● **Data for analysis**
━━━━━━━━━━━━━━━━━━━━━━━━━━━━━━

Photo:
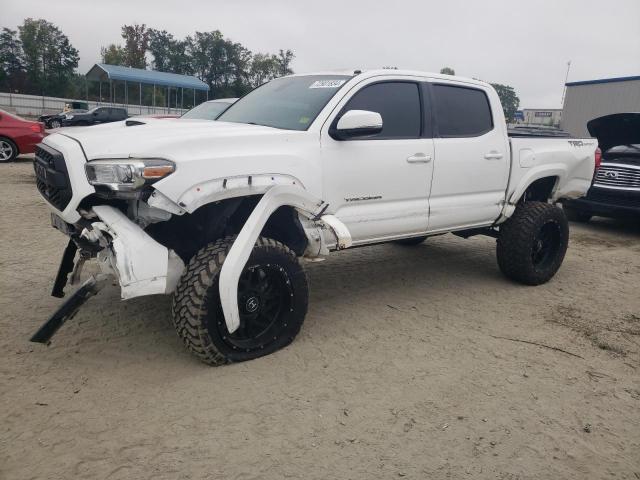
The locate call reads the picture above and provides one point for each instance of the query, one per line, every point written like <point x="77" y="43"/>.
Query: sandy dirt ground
<point x="412" y="363"/>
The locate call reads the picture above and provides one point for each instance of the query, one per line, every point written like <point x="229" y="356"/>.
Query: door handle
<point x="419" y="158"/>
<point x="493" y="156"/>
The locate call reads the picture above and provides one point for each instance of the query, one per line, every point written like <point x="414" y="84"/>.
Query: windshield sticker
<point x="327" y="84"/>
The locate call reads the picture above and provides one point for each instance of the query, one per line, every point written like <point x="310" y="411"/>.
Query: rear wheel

━━━━━━━━━━━━━━━━━━━━━━━━━━━━━━

● **What to do**
Every line that contains the string "like" should be copied from the entries.

● **Solution below**
The locate call reads the picture above and provides one point for each instance of the query, one per line, every point written like <point x="77" y="43"/>.
The locate call reads the picture above and provides one point for each instance of the query, one per line, every point written like <point x="229" y="356"/>.
The locate call reads the picture above and provides one point for each instance of the query, one per line, every point written like <point x="414" y="84"/>.
The locate call reads the picture above and provides one point for each instance of the query, one per line, every point written like <point x="310" y="411"/>.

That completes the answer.